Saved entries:
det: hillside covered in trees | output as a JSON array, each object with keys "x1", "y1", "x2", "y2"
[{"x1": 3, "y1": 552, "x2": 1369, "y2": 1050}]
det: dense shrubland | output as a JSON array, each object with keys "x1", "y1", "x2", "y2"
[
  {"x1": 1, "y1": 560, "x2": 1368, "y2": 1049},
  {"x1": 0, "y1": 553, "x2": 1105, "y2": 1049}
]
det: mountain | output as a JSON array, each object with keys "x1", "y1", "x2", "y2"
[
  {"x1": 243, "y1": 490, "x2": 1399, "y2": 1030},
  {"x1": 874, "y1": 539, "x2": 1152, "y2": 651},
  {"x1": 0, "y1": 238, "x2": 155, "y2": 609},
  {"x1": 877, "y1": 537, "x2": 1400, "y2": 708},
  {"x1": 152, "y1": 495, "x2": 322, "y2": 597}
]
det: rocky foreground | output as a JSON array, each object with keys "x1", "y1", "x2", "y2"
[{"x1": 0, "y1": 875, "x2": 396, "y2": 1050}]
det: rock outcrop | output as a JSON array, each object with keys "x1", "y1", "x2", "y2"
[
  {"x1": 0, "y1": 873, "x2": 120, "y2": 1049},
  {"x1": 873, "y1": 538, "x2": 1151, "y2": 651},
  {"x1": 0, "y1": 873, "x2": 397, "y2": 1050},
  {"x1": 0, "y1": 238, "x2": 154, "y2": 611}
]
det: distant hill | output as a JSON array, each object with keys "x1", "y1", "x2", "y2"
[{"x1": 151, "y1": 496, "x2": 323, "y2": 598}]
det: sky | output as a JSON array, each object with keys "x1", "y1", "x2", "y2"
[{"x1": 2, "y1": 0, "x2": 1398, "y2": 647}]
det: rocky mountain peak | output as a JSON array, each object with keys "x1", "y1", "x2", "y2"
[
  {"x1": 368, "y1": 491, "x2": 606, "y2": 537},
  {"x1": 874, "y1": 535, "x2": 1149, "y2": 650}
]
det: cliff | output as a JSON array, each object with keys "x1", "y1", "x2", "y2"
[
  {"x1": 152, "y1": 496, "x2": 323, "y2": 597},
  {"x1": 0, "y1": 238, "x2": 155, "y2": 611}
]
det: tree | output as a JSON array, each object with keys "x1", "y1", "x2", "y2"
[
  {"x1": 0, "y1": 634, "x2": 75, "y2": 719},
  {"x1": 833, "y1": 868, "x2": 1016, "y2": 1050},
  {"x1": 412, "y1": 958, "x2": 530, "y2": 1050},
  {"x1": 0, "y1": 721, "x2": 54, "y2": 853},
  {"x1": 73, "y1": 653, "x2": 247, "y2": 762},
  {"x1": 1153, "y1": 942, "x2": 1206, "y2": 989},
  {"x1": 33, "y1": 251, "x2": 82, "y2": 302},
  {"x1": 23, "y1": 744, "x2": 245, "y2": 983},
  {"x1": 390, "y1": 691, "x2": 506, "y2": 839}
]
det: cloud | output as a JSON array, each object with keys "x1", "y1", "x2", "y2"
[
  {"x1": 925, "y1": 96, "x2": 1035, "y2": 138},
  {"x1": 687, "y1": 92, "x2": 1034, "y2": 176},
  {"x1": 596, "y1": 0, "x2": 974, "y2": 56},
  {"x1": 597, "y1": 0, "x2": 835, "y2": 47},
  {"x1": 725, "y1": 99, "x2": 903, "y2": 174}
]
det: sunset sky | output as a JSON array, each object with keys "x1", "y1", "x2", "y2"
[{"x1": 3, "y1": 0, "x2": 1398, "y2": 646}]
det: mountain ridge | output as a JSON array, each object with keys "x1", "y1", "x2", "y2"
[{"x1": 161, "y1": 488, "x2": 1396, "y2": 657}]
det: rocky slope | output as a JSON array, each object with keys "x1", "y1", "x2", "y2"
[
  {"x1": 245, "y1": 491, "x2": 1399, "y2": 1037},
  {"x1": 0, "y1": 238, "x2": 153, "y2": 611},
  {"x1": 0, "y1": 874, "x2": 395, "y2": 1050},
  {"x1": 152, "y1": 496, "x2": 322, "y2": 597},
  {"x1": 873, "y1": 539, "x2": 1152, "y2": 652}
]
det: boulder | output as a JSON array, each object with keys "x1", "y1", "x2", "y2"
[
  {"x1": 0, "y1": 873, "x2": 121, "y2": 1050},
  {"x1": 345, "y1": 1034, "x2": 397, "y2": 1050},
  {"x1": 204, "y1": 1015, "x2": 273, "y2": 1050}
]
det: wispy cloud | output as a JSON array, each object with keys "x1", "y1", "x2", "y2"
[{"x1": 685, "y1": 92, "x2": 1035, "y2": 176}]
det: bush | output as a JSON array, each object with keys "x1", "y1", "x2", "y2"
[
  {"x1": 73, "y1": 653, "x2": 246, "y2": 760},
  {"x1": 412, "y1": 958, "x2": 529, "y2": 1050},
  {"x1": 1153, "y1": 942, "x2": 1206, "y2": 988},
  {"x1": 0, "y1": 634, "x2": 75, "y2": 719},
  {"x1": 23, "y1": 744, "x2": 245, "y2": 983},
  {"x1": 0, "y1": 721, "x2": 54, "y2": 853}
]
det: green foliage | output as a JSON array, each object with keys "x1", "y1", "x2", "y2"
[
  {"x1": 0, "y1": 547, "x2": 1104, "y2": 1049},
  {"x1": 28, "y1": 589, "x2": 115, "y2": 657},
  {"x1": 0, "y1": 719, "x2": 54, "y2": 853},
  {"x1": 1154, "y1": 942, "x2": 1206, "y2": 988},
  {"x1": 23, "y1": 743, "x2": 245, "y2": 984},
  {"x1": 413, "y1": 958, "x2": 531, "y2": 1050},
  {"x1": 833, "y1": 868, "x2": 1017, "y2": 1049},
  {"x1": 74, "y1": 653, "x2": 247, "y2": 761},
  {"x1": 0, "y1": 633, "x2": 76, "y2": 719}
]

EXERCISE:
Restate every record verbatim.

EXERCISE OUTPUT:
det: hillside covered in trees | output as a JSON array, each object with keys "x1", "y1", "x2", "y2"
[{"x1": 3, "y1": 552, "x2": 1369, "y2": 1050}]
det: dense shrubland | output as a JSON array, each object with keys "x1", "y1", "x2", "y2"
[
  {"x1": 1, "y1": 560, "x2": 1368, "y2": 1049},
  {"x1": 0, "y1": 553, "x2": 1105, "y2": 1049}
]
det: mountain | output as a JSON array, each object with keys "x1", "y1", "x2", "y2"
[
  {"x1": 243, "y1": 490, "x2": 1399, "y2": 1030},
  {"x1": 874, "y1": 539, "x2": 1152, "y2": 651},
  {"x1": 0, "y1": 238, "x2": 155, "y2": 609},
  {"x1": 877, "y1": 537, "x2": 1400, "y2": 708},
  {"x1": 152, "y1": 495, "x2": 322, "y2": 597}
]
det: rocky foreground | output as a JSON array, each object with keys "x1", "y1", "x2", "y2"
[{"x1": 0, "y1": 875, "x2": 396, "y2": 1050}]
det: rock outcrop | output as a JSON array, each object with keys "x1", "y1", "x2", "y2"
[
  {"x1": 0, "y1": 873, "x2": 120, "y2": 1049},
  {"x1": 873, "y1": 538, "x2": 1151, "y2": 651},
  {"x1": 0, "y1": 873, "x2": 397, "y2": 1050},
  {"x1": 0, "y1": 238, "x2": 154, "y2": 611}
]
det: distant hill | output as a JSON array, each object with keys "x1", "y1", "x2", "y2"
[{"x1": 151, "y1": 496, "x2": 323, "y2": 598}]
det: sky | output as a JSON array, each object with keys "x1", "y1", "x2", "y2"
[{"x1": 2, "y1": 0, "x2": 1398, "y2": 647}]
det: rocky mountain peak | output as a JSON array, each object with keys "x1", "y1", "x2", "y2"
[
  {"x1": 368, "y1": 491, "x2": 606, "y2": 537},
  {"x1": 874, "y1": 535, "x2": 1149, "y2": 650}
]
det: cliff | output as a JSON array, each object with keys "x1", "y1", "x2", "y2"
[
  {"x1": 152, "y1": 496, "x2": 323, "y2": 597},
  {"x1": 0, "y1": 238, "x2": 155, "y2": 611}
]
det: tree | output as a JSON array, each object with keys "x1", "y1", "x2", "y2"
[
  {"x1": 0, "y1": 634, "x2": 75, "y2": 719},
  {"x1": 833, "y1": 868, "x2": 1016, "y2": 1050},
  {"x1": 412, "y1": 958, "x2": 530, "y2": 1050},
  {"x1": 0, "y1": 721, "x2": 54, "y2": 853},
  {"x1": 73, "y1": 653, "x2": 247, "y2": 762},
  {"x1": 1153, "y1": 942, "x2": 1206, "y2": 989},
  {"x1": 33, "y1": 251, "x2": 82, "y2": 302},
  {"x1": 23, "y1": 744, "x2": 245, "y2": 983},
  {"x1": 390, "y1": 691, "x2": 506, "y2": 839}
]
det: cloud | output as a JSON array, each object with keys "x1", "y1", "x2", "y2"
[
  {"x1": 925, "y1": 96, "x2": 1035, "y2": 138},
  {"x1": 687, "y1": 92, "x2": 1034, "y2": 176},
  {"x1": 596, "y1": 0, "x2": 974, "y2": 56},
  {"x1": 597, "y1": 0, "x2": 835, "y2": 47},
  {"x1": 725, "y1": 99, "x2": 903, "y2": 174}
]
det: sunset sky | output as a JSON array, each object with keys "x1", "y1", "x2", "y2"
[{"x1": 3, "y1": 0, "x2": 1398, "y2": 646}]
det: mountain ridge | output as a JSON array, each object with keys "x1", "y1", "x2", "y2"
[{"x1": 161, "y1": 488, "x2": 1396, "y2": 657}]
det: rocky slope | output as a JSON array, each object with keys "x1", "y1", "x2", "y2"
[
  {"x1": 245, "y1": 491, "x2": 1399, "y2": 1037},
  {"x1": 0, "y1": 238, "x2": 153, "y2": 611},
  {"x1": 0, "y1": 874, "x2": 395, "y2": 1050},
  {"x1": 152, "y1": 496, "x2": 322, "y2": 597},
  {"x1": 873, "y1": 539, "x2": 1152, "y2": 652}
]
det: boulder | output as a JSON array, each object with keys "x1", "y1", "x2", "y2"
[
  {"x1": 0, "y1": 873, "x2": 121, "y2": 1050},
  {"x1": 345, "y1": 1034, "x2": 397, "y2": 1050},
  {"x1": 204, "y1": 1015, "x2": 273, "y2": 1050}
]
det: wispy cloud | output as a JSON array, each object with keys "x1", "y1", "x2", "y2"
[{"x1": 685, "y1": 92, "x2": 1035, "y2": 176}]
det: bush | output as a JSON array, each object with keys "x1", "y1", "x2", "y2"
[
  {"x1": 73, "y1": 653, "x2": 246, "y2": 760},
  {"x1": 412, "y1": 958, "x2": 529, "y2": 1050},
  {"x1": 1153, "y1": 942, "x2": 1206, "y2": 988},
  {"x1": 0, "y1": 634, "x2": 75, "y2": 719},
  {"x1": 23, "y1": 744, "x2": 245, "y2": 983},
  {"x1": 0, "y1": 721, "x2": 54, "y2": 853}
]
det: green foliage | output as a JSON array, each object with keys "x1", "y1", "x2", "y2"
[
  {"x1": 0, "y1": 547, "x2": 1104, "y2": 1049},
  {"x1": 28, "y1": 589, "x2": 115, "y2": 657},
  {"x1": 0, "y1": 719, "x2": 54, "y2": 853},
  {"x1": 1154, "y1": 942, "x2": 1206, "y2": 988},
  {"x1": 23, "y1": 743, "x2": 245, "y2": 984},
  {"x1": 413, "y1": 958, "x2": 531, "y2": 1050},
  {"x1": 833, "y1": 868, "x2": 1017, "y2": 1049},
  {"x1": 74, "y1": 653, "x2": 247, "y2": 761},
  {"x1": 0, "y1": 633, "x2": 76, "y2": 719}
]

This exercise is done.